◆ **Passage shown**
=== Section Start ===

A study has found a track by Skrillex, the electronic artist known for his dubstep music, could be an effective way to protect against mosquitoes.
Insect and disease scientists from around the world played the electronic music to yellow fever mosquitoes (aedes aegypti) to investigate the effects.
The team said: "Sound and its reception are crucial for reproduction, survival, and population maintenance of many animals.
"In insects, low-frequency vibrations facilitate sexual interactions, whereas noise disrupts the perception of signals from conspecifics [members of the same species] and hosts."
Scary Monsters And Nice Sprites by Skrillex has a mixture of very high and very low frequencies, and was chosen to see whether or not electronic music would be an effective way of repelling the insects.
Female adult mosquitoes that were "entertained" by the song attacked their "hosts" later and less often than those which were not exposed to the dubstep, the study found.
"The occurrence of blood feeding activity was lower when music was being played," the team said.

=== Section End ===

◆ **Dataset content**
=== Section Start ===

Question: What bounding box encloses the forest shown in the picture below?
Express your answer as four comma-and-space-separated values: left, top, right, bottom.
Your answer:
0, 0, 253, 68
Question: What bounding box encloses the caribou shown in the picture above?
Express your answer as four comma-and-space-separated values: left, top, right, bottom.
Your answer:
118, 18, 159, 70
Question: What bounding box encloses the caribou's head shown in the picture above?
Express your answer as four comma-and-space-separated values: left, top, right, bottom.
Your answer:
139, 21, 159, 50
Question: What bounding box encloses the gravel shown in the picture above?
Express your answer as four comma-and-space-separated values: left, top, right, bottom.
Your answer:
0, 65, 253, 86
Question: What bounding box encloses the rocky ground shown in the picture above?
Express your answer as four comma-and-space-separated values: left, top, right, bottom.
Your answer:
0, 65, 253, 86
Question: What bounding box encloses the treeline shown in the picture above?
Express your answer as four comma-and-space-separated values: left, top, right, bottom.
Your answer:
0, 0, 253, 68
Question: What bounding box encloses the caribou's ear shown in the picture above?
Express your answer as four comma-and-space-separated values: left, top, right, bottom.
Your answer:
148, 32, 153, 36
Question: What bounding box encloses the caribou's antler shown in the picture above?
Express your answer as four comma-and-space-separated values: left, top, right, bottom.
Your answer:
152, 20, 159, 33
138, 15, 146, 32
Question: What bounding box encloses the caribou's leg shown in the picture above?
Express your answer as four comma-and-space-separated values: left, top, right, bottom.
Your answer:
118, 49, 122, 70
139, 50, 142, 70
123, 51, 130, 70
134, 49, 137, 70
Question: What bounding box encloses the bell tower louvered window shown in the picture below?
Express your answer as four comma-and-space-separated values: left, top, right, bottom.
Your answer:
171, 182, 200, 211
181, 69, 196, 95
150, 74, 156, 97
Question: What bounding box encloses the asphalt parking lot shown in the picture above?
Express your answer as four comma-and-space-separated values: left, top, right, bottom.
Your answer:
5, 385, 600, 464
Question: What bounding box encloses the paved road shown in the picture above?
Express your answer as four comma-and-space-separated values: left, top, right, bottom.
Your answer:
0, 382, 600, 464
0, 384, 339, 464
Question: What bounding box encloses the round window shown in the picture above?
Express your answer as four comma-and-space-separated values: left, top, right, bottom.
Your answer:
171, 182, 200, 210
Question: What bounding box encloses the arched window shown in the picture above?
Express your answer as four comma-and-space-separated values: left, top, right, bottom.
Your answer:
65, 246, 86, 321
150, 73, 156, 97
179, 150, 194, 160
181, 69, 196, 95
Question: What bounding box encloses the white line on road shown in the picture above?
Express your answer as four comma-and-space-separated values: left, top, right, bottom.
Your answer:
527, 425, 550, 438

=== Section End ===

◆ **The problem**
Update the stretch of the mosquito study text from "Scary Monsters And" through "the team said." by changing "blood feeding activity" to "biting activity", and write that stretch out again. The material stands on its own and is separate from the mosquito study text.

◆ **Your response**
Scary Monsters And Nice Sprites by Skrillex has a mixture of very high and very low frequencies, and was chosen to see whether or not electronic music would be an effective way of repelling the insects.
Female adult mosquitoes that were "entertained" by the song attacked their "hosts" later and less often than those which were not exposed to the dubstep, the study found.
"The occurrence of biting activity was lower when music was being played," the team said.